** Task statement **
When a line below contains the string "standing", show that line.

** Source information **
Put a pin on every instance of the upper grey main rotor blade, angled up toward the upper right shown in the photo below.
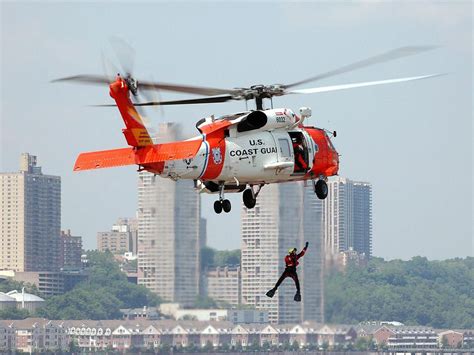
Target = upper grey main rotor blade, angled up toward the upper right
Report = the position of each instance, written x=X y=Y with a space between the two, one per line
x=381 y=58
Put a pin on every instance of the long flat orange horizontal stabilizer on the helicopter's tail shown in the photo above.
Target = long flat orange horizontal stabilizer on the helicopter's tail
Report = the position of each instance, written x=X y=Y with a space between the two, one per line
x=142 y=156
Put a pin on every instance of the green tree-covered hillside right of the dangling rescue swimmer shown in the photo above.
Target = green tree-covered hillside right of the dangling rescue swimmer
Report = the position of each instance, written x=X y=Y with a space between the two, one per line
x=417 y=292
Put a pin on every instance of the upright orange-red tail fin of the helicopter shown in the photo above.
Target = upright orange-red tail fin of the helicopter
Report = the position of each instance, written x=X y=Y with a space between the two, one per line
x=136 y=133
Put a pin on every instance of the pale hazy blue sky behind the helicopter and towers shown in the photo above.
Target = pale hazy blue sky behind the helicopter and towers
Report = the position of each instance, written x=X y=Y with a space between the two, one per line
x=412 y=141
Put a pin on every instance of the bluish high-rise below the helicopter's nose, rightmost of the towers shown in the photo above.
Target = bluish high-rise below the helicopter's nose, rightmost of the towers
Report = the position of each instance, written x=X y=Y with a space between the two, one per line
x=347 y=217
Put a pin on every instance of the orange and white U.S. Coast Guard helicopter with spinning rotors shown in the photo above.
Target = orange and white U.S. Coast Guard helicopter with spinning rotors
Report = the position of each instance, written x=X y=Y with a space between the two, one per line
x=239 y=152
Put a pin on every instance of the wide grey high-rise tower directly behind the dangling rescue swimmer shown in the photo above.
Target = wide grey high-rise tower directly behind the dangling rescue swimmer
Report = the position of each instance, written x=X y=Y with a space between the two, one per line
x=285 y=216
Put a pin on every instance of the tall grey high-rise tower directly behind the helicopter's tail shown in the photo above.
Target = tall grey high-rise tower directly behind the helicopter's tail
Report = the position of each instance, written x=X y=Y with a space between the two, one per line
x=169 y=234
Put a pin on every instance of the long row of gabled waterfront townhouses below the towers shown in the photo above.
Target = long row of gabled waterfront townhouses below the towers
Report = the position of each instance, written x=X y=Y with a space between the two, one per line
x=90 y=335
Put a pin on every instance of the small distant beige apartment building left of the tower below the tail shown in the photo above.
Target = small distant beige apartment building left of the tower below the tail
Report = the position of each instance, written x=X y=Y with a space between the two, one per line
x=121 y=239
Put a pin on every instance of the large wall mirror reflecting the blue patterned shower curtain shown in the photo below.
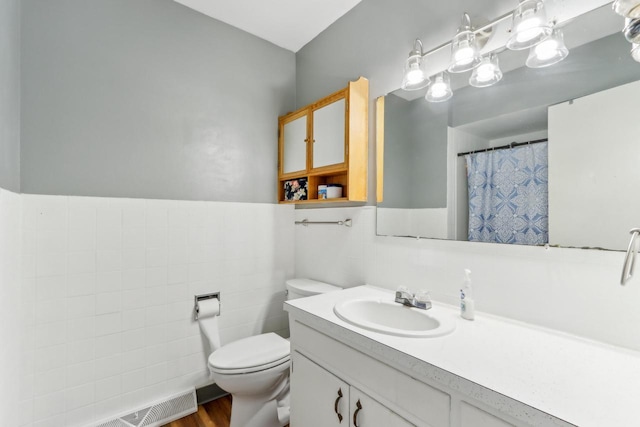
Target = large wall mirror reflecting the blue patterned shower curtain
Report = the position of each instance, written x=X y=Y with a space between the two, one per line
x=574 y=126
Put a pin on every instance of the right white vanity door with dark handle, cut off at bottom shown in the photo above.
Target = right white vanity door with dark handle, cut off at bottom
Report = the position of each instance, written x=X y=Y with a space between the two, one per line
x=366 y=412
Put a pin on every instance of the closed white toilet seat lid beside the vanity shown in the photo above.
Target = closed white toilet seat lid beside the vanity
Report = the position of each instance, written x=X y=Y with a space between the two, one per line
x=252 y=354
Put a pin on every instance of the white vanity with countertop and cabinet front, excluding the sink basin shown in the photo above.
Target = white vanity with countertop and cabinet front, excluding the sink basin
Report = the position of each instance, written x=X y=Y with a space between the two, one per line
x=487 y=373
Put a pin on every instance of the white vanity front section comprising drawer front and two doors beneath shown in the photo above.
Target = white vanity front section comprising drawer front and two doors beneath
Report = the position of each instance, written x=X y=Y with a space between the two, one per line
x=387 y=397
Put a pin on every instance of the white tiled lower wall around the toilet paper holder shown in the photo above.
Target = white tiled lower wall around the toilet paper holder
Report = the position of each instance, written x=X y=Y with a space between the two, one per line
x=108 y=289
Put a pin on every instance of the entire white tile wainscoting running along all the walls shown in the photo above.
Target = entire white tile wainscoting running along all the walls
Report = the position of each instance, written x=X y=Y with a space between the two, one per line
x=107 y=290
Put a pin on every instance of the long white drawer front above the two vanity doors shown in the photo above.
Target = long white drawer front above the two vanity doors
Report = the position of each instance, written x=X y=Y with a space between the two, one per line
x=412 y=399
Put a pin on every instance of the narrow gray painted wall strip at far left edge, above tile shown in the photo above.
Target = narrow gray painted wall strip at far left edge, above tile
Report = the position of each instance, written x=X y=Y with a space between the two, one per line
x=10 y=94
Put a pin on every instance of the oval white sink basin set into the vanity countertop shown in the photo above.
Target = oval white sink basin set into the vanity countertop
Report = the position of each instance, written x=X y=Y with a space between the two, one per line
x=391 y=318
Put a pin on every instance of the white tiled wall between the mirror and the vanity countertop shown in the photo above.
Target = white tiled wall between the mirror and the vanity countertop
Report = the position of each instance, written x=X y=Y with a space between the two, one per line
x=571 y=290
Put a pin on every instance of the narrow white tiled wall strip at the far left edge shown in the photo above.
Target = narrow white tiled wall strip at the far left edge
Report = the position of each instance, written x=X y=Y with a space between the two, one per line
x=11 y=326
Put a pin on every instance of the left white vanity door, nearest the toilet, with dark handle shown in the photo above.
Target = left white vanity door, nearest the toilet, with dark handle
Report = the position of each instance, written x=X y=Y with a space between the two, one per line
x=318 y=398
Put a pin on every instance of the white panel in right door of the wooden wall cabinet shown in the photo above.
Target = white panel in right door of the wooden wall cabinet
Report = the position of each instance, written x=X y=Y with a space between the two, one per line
x=329 y=134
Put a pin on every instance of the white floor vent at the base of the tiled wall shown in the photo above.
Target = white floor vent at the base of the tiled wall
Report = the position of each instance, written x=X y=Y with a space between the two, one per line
x=158 y=414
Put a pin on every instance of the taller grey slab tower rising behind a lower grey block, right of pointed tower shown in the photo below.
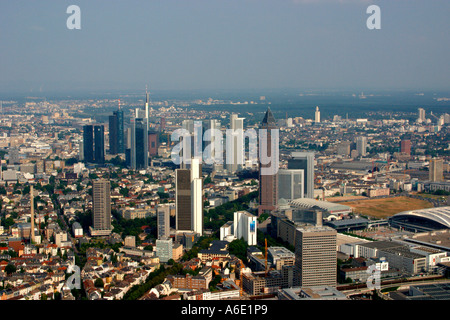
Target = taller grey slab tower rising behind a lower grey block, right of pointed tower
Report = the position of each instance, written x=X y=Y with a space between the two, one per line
x=304 y=161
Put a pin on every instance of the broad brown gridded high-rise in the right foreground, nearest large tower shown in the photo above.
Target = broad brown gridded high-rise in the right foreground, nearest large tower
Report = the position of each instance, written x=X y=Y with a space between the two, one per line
x=315 y=256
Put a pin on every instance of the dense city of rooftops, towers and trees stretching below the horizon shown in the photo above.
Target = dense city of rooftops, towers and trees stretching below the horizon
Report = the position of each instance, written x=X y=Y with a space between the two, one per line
x=92 y=206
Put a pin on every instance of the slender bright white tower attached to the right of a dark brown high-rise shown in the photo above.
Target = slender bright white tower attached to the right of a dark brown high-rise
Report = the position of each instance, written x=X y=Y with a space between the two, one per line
x=196 y=197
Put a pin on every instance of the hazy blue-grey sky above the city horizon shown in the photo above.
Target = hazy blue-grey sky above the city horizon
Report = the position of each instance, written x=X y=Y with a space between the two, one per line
x=227 y=44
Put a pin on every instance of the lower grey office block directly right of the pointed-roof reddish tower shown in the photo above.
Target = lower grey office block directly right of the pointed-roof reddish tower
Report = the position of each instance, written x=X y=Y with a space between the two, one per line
x=290 y=184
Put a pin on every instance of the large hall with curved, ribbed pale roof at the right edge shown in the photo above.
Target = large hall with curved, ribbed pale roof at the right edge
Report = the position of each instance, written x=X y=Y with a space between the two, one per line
x=432 y=218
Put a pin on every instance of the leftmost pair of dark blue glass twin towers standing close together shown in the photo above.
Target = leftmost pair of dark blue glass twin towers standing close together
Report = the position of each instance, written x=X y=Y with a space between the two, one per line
x=94 y=143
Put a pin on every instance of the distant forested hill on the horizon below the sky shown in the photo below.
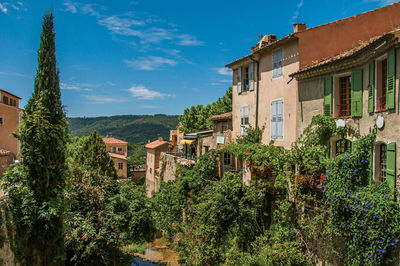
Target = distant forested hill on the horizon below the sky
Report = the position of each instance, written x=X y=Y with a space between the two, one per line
x=131 y=128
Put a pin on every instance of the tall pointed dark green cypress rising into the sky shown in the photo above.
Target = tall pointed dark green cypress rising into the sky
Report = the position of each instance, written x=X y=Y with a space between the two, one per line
x=36 y=187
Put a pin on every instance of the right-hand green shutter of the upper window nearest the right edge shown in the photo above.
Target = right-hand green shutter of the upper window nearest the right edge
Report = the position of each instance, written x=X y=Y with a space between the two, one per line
x=391 y=81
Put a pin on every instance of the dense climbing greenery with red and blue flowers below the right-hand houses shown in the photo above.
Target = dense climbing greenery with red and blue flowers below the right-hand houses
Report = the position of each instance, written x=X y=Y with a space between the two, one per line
x=300 y=208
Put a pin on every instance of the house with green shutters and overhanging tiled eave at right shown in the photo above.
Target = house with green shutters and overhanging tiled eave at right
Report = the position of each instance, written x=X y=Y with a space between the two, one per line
x=359 y=88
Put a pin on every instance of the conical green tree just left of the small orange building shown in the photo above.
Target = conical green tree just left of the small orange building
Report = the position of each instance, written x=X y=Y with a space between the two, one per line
x=93 y=156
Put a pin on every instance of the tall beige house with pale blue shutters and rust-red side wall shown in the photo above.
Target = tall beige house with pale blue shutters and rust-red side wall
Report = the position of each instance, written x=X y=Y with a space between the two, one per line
x=264 y=92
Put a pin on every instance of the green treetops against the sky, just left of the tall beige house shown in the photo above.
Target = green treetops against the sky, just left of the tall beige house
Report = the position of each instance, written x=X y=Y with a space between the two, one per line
x=197 y=117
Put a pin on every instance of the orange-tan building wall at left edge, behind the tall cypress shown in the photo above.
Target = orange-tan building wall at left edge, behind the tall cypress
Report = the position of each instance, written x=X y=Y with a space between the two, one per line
x=10 y=115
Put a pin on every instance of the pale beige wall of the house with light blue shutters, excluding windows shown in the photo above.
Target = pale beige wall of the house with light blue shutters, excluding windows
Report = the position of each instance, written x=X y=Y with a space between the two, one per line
x=270 y=89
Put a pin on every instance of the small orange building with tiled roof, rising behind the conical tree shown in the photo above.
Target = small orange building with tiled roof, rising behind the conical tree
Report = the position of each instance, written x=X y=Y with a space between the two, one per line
x=118 y=151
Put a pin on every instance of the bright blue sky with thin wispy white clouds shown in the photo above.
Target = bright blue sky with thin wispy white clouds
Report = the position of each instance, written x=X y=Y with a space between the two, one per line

** Result for this exercise **
Put a pin on every instance of the leftmost pair of dark blue glass twin towers standing close together shown in the photo above.
Target = leftmost pair of dark blue glass twin towers standing close together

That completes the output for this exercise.